Instructions for the task:
Restate word for word the lines from the one containing "Can you see the lower" through the end of the listing below, with both ends included.

[Start Task inputs]

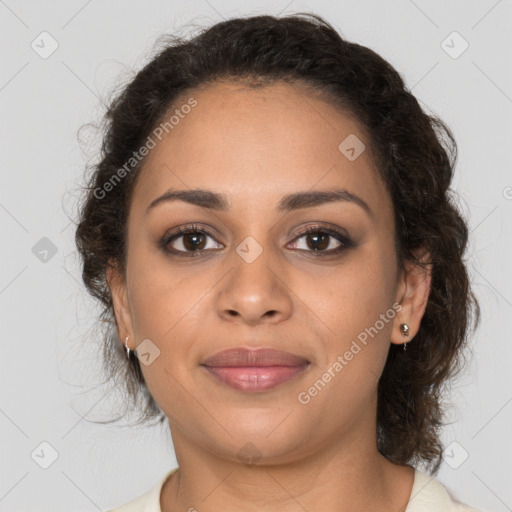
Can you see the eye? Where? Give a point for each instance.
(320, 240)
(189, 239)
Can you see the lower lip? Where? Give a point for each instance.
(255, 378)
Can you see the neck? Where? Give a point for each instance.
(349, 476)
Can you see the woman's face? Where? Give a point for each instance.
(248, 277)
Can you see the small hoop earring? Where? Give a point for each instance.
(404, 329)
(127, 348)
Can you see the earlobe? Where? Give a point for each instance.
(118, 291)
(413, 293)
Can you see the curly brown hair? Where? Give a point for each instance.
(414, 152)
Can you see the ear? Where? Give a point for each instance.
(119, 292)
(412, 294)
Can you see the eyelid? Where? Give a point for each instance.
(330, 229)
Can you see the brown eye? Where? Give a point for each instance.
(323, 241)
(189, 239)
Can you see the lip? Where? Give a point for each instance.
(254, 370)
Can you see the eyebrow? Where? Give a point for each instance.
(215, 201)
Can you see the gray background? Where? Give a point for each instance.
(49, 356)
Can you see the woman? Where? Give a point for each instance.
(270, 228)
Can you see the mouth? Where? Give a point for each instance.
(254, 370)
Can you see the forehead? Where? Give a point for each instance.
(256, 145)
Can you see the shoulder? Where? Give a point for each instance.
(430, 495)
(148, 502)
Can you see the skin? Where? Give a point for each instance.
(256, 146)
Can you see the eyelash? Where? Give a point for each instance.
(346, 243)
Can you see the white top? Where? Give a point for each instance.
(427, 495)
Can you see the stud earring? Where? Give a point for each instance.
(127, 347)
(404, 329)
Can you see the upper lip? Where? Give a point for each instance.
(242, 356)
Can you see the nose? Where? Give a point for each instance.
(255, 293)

[End Task inputs]

Complete answer:
Can you see the lower lip? Where? Give a point for each instance.
(255, 378)
Can you see the neck? Where? Give a point for each instance.
(349, 476)
Can you see the woman's face? Where? Give a point for each instance.
(248, 277)
Can you see the small hoop earring? Where? Give a point for each instance.
(404, 329)
(127, 348)
Can you see the earlobe? Where? Give a point for each instance.
(118, 291)
(413, 293)
Can you see the curly brown hair? Where? Give a point for each instance.
(414, 152)
Can you see the ear? Where? Give a point for each instance.
(119, 292)
(412, 294)
Can you see the eyelid? Where? Give a point for each instance.
(330, 229)
Can you see the brown eye? Where? Give a point for each instance.
(323, 241)
(189, 239)
Can you see the lip? Where? Give a point for each instance.
(254, 370)
Can you see the eyebrow? Where? Give a point for each instance.
(215, 201)
Can you see the gray background? Where? Give a point for each instance.
(49, 356)
Can you see the woman? Where? Give a point for each instance.
(270, 228)
Can you see the mouth? Where? Give a point for each instance.
(254, 370)
Can you see the forehead? Where? Give a point for each instance.
(256, 145)
Can you see the shoulder? Where? Give a point for each instance.
(430, 495)
(148, 502)
Can you see the skin? Where? Give a point for each instance.
(256, 146)
Can you see the eyelash? Where? Give a point for each instance.
(346, 243)
Can you see the white top? Where? Give a point for each instance.
(427, 495)
Can you see the stud earring? Where? Give a point for each instance.
(127, 347)
(404, 329)
Can you see the upper lip? Where? Give a point for each instance.
(242, 356)
Can you see the nose? Where? Give a point for each instance.
(255, 293)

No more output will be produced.